=== Text passage ===
========================

Happy Hump Day!
Okay, I know what you’re thinking – Brooke is on some freak stuff this week. But I had to write this one. Last night I was EXHAUSTED after my boxing class - so much so that I couldn’t even wrap my brain around what to write about today. At 11pm, I could barely keep my eyes open – and normally I’m a night owl. I took a quick shower, didn’t even bother to dry off, and was asleep before my head hit the pillow.
2:30am
“buzzzz”
I must be dreaming, because I KNOW that ain’t MY phone ringing and vibrating at 2:30 in the morning.
2:32 am
Second attempt.
“buzzzz”
Wait, my phone IS ringing. I turn to look at the display on my phone.
“Wow...he’s buggin.” I roll over and turn my pillow to the cool side and try to go back to sleep.
2:34 am
THIRD attempt.
“buzzzzz”
My phone is Hammer dancing across my nightstand. I ignore it.
2:36 am
FOURTH F*CKING ATTEMPT!
I start to pick it up so I can promptly give the cuss out – but I’m too tired and angry and will probably say something crazy in my hazy state.
Finally, he gets the hint.
Now, I hope he wasn’t lying in a ditch somewhere, or involved in some other emergency. But he didn’t leave a message calling for help, so I just assumed he was drunk dialing me. At least I hope that’s the reason. I’ll get to the bottom of that today.
But this morning I was thinking about it. Was that a bootycall? I sure hope not. He’s never called me that late before and we’re not even LIKE THAT, so what made him think he could call me at that hour? If it WAS a bootycall, he called WAY too late. Then he called WAY too many times (read: thirsty) and went about the whole thing wrong. That’s when it hit me...he had no “booty call etiquette.” Again, it may not have been a bootycall, not being presumptuous - but if it WAS...here are the rules.
1. Call someone you know is DOWN with a booty call. Clearly this dude misread me...and if you’re not sure...
2. Then don’t call so freakin late! 2:30am?? Are you serious? On a Tuesday? Okay, I know I may be taking the spontaneity out of it, but come on y’all...I have a job. Call at least early enough to feel the person out if this is a first time thing. If they’re not biting, then move on. Midnight is the latest you should call during the week – you can get into the wee hours of the morning on the weekend.
3. Also, while calling someone you know is down with booty calls, make sure you choose that person wisely. No psychos, weirdos, freaks or people with stalker tendencies. They could be waiting outside your place when you get home from your REAL date. Personality counts when choosing partners of convenience.
4. If he/she lives more than 20 minutes away, forget it. Otherwise, you run the risk of losing interest by the time they finally show up...or falling back to sleep.
5. No talking. Don’t suddenly show your sparkling personality while laying in the bed. Don’t ask about their day, talk religion or politics, about who was on The View that day or any other conversation. If they keep talking, pretend like you’re asleep – snore if you have to.

========================

=== Exercise tasks ===
a – In the blog post, why does rule 4 say to skip a booty call with someone who lives more than 20 minutes away?
b – Answer these questions from the blog post, one answer per line:
(i) What class had the writer taken the night before the calls?
(ii) At what time did the fourth call come in?
(iii) According to rule 2, what is the latest time to call during the week?
c – Extend the blog post from its final line with further numbered rules in the same voice.

Dataset records:
========================

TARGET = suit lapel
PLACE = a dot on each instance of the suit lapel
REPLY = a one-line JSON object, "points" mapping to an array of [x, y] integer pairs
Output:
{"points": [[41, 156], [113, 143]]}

========================

=== Final answers ===
a – The distance means you risk losing interest by the time the person finally shows up, or falling back to sleep.

b –
(i) A boxing class.
(ii) 2:36 am.
(iii) Midnight.

c –
6. Don’t stress to impress. I don’t think your booty call should be the best sex you’ve ever had (I think a lot of people make that mistake). Save it for someone you REALLY care about. Don’t pull out all your tricks unless you’re practicing for when you meet someone you actually DO want to impress :-) At least this way you won’t care if they laugh at you if you fall off the bed trying to execute some new position and lose your balance. It’s already late and you’re tired, so chances are it’s simply the last thing you do before you knock out anyway.
7. Save your money. Ladies: D*ck is free. Period. If you pay for it in ANY kind of way, like Chris Rock said, “it’s a BAAAAD investment.” Men: There should be no need to wine and dine her...she knows what it is. No dinner and a movie, but if you called after 11pm, chances are it’s too late for all that stuff anyway. Eat before you get here.
8. Know when to take your ass home. No need for sleepovers, cuddling, and damn sure no breakfast. If you DO sleepover, it better be because you’re exhausted, too drunk to drive, or it’s a torrential rain/freezing-ass blizzard outside. Otherwise, scram, beat it...(you know I have to say it...) KICK ROCKS!
9. Keep your list small. If you have more than two or three bootycalls, you might have some kind of problem/addiction – some sort of freaky, sexual pattern, promiscuity...and maybe an STD. Be careful.
10. Don’t abuse your booty call privileges. Late night phone calls are okay, but either party has the right to refuse without explanation or guilt. Booty calls are temporary fixes, so they shouldn’t occur more than once or twice every 2 weeks to a month. If it does, you run the risk of making your bootycall turn into a real relationship. And if your bootycall goes out and gets a REAL boyfriend or girlfriend and can’t be your bootycall anymore, then wish them well and get over it. Gimme a call when y’all break up :-)
Okay, I’m done...now I gotta get to work since I had to write this crap this morning! :-)
Go!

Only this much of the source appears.